### PROBLEMS TO WORK ON
A – According to the summary of the nanoparticle study, above what nanoparticle concentration was DNA damage irreversible?
B – Print the part of the nanoparticle study summary from "Purpose of the" up to and including "nanoparticles in vitro.".

### QUOTED PASSAGE
........

Purpose of the Study:

  • To investigate the DNA damage mechanisms induced by HAP and TCP nanoparticles in rat macrophages.
  • To analyze the differential responses of gene expression related to DNA damage and cell cycle arrest.

Main Methods:

  • Primary rat peritoneal macrophages were cultured and exposed to HAP and TCP nanoparticles in vitro.
  • Gene expression analysis of P53, P21, growth arrest and DNA damage 45 (Gadd45), and heat shock protein 70 (HSP70) was performed using reverse transcription polymerase chain reaction.

Main Results:

  • HAP nanoparticles increased P53, P21, and HSP70 expression in a dose-dependent manner, with significant effects at 100 microg/mL, but P21 decreased at 200 microg/mL. Gadd45 expression remained unaffected.
  • TCP nanoparticles at 20 microg/mL markedly induced the expression of all four genes, though expression decreased with higher concentrations.
  • DNA damage was irreversible at nanoparticle concentrations exceeding 200 microg/mL.

Conclusions:

  • TCP nanoparticles at 20 microg/mL induced DNA damage, whereas HAP nanoparticles at 100 microg/mL induced cell cycle arrest for DNA repair.
  • HAP and TCP nanoparticles trigger distinct DNA damage responses at the molecular level.
  • The concentration of nanoparticles significantly influences the reversibility and outcome of DNA damage.

........

Extracted data entries
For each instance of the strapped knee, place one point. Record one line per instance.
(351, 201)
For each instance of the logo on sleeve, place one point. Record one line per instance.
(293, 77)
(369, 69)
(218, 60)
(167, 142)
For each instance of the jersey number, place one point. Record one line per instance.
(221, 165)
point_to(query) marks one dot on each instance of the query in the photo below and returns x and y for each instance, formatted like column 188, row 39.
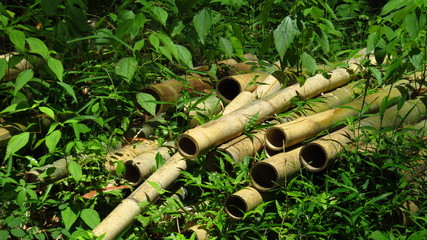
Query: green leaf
column 69, row 90
column 147, row 102
column 308, row 62
column 56, row 66
column 75, row 170
column 202, row 23
column 47, row 111
column 284, row 35
column 377, row 74
column 52, row 140
column 3, row 68
column 393, row 5
column 23, row 79
column 37, row 46
column 90, row 217
column 378, row 235
column 184, row 56
column 226, row 47
column 16, row 143
column 127, row 68
column 69, row 217
column 160, row 14
column 18, row 39
column 18, row 232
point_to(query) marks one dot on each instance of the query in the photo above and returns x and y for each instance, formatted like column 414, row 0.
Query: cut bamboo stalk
column 12, row 72
column 278, row 169
column 288, row 134
column 124, row 214
column 242, row 201
column 169, row 91
column 127, row 153
column 239, row 101
column 199, row 230
column 8, row 131
column 203, row 107
column 200, row 139
column 243, row 146
column 143, row 165
column 319, row 154
column 229, row 87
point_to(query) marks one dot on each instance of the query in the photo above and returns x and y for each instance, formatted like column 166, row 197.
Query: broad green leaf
column 160, row 14
column 372, row 41
column 412, row 25
column 377, row 74
column 3, row 68
column 18, row 232
column 23, row 79
column 127, row 68
column 16, row 143
column 284, row 35
column 147, row 102
column 56, row 67
column 154, row 41
column 238, row 48
column 378, row 235
column 226, row 47
column 308, row 62
column 69, row 217
column 202, row 23
column 184, row 56
column 37, row 46
column 75, row 170
column 90, row 217
column 69, row 90
column 48, row 112
column 52, row 140
column 393, row 5
column 18, row 39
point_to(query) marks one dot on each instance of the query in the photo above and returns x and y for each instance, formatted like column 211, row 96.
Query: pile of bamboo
column 248, row 96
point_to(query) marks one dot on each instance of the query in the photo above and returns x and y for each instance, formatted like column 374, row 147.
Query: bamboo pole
column 12, row 72
column 123, row 215
column 8, row 131
column 198, row 140
column 291, row 133
column 169, row 91
column 242, row 201
column 319, row 154
column 229, row 87
column 243, row 145
column 143, row 165
column 278, row 169
column 205, row 106
column 126, row 153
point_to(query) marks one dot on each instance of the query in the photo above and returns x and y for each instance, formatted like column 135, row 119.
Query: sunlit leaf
column 52, row 140
column 202, row 23
column 56, row 67
column 16, row 143
column 90, row 217
column 127, row 68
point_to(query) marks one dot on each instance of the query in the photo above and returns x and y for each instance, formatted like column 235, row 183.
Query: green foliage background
column 89, row 59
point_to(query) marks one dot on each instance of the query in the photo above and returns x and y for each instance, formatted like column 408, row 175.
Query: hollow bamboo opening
column 187, row 147
column 275, row 139
column 132, row 173
column 264, row 176
column 313, row 157
column 236, row 207
column 228, row 88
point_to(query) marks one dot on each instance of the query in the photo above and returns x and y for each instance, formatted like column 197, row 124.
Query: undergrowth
column 90, row 58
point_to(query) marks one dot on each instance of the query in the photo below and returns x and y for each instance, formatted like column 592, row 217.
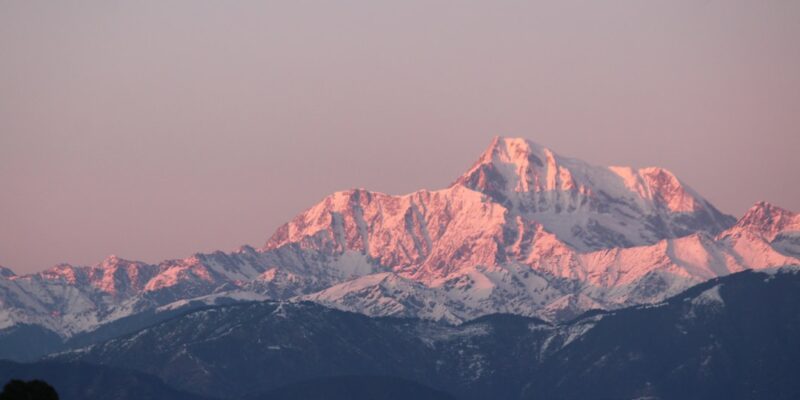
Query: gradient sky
column 153, row 130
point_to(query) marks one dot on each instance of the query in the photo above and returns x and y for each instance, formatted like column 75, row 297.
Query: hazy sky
column 153, row 130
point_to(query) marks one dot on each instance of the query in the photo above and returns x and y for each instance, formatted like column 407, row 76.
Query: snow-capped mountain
column 524, row 231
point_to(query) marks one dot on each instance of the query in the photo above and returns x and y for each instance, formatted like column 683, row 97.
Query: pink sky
column 153, row 130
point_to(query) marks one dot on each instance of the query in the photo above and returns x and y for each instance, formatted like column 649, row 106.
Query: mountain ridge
column 523, row 231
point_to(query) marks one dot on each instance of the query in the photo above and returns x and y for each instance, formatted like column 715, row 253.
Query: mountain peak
column 517, row 165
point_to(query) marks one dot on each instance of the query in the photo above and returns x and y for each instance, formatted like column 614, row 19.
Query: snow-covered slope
column 523, row 231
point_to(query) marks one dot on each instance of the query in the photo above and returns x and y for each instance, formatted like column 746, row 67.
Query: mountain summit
column 587, row 206
column 524, row 231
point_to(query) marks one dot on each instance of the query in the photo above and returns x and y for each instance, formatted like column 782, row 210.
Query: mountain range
column 733, row 337
column 524, row 231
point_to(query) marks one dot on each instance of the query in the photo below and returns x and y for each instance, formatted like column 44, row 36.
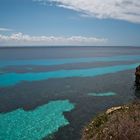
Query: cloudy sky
column 70, row 22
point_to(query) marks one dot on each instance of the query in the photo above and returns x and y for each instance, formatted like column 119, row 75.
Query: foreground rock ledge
column 117, row 123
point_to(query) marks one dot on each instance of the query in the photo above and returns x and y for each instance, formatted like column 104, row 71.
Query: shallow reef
column 35, row 124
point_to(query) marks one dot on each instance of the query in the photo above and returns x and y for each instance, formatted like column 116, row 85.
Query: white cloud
column 128, row 10
column 23, row 39
column 5, row 29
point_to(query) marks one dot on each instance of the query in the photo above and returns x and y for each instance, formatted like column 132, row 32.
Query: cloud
column 128, row 10
column 23, row 39
column 5, row 29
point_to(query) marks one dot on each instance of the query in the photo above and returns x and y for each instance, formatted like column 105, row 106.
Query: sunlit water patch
column 10, row 79
column 50, row 62
column 102, row 94
column 36, row 124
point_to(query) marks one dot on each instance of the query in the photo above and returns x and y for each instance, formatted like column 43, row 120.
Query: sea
column 52, row 93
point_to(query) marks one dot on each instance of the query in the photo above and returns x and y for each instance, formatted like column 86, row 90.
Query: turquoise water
column 36, row 124
column 102, row 94
column 50, row 62
column 11, row 79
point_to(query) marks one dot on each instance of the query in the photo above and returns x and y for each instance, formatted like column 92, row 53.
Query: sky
column 70, row 22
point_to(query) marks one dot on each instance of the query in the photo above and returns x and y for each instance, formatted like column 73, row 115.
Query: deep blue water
column 82, row 81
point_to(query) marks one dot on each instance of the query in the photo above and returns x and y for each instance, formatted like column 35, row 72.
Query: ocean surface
column 51, row 93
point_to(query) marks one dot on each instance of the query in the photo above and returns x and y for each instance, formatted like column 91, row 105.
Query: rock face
column 117, row 123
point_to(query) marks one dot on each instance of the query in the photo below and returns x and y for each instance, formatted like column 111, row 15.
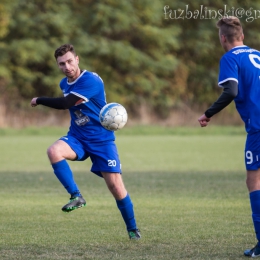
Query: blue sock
column 65, row 176
column 127, row 210
column 255, row 206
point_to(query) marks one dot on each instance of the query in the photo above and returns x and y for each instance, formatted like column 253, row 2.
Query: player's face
column 69, row 65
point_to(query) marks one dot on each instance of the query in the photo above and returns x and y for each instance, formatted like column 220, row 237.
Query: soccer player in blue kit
column 84, row 96
column 239, row 77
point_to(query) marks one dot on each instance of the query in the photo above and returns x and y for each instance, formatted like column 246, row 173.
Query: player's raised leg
column 58, row 153
column 117, row 188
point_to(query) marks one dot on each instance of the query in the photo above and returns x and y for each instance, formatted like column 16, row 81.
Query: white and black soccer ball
column 113, row 116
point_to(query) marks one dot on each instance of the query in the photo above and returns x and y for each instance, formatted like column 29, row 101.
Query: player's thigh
column 60, row 150
column 253, row 180
column 252, row 152
column 115, row 184
column 104, row 157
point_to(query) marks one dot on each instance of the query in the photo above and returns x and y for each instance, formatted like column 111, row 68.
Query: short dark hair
column 230, row 27
column 63, row 49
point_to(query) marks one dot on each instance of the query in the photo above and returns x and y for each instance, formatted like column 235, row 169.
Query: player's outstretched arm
column 57, row 103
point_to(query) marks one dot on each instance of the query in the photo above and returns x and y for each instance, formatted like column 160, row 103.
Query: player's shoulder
column 63, row 81
column 90, row 75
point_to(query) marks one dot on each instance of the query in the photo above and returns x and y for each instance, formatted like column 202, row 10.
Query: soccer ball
column 113, row 116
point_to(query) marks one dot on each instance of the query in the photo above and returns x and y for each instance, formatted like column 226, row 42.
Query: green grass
column 188, row 191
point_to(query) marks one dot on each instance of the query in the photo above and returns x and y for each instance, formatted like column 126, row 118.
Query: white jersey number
column 253, row 58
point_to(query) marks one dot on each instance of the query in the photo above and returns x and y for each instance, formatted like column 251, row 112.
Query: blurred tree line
column 156, row 53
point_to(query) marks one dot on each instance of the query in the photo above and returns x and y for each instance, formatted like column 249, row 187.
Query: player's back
column 247, row 102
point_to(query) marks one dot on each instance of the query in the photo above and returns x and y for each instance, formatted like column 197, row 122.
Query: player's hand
column 203, row 120
column 33, row 102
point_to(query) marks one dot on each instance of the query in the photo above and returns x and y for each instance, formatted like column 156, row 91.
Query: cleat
column 254, row 252
column 134, row 234
column 74, row 203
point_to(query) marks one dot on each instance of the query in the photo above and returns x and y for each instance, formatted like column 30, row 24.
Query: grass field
column 187, row 186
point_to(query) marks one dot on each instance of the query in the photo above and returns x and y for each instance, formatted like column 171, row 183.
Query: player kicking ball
column 84, row 96
column 239, row 77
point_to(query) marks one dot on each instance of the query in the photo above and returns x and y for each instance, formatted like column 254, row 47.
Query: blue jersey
column 85, row 124
column 242, row 64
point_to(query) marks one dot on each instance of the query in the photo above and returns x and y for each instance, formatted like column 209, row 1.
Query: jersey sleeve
column 88, row 87
column 228, row 70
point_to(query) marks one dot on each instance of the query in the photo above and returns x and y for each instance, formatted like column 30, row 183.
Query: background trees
column 144, row 55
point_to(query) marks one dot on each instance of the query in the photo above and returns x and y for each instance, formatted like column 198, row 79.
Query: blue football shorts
column 252, row 151
column 104, row 155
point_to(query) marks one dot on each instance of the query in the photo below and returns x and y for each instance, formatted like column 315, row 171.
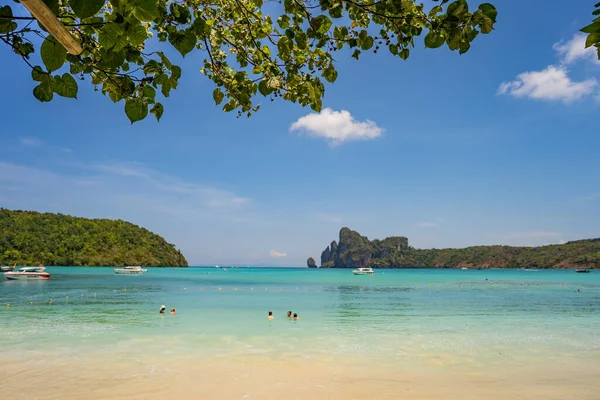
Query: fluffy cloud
column 336, row 126
column 553, row 83
column 427, row 224
column 532, row 235
column 32, row 142
column 276, row 254
column 574, row 49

........

### ANSWER SET
A – DNA damage was irreversible at concentrations exceeding 200 microg/mL.

B –
Purpose of the Study:

  • To investigate the DNA damage mechanisms induced by HAP and TCP nanoparticles in rat macrophages.
  • To analyze the differential responses of gene expression related to DNA damage and cell cycle arrest.

Main Methods:

  • Primary rat peritoneal macrophages were cultured and exposed to HAP and TCP nanoparticles in vitro.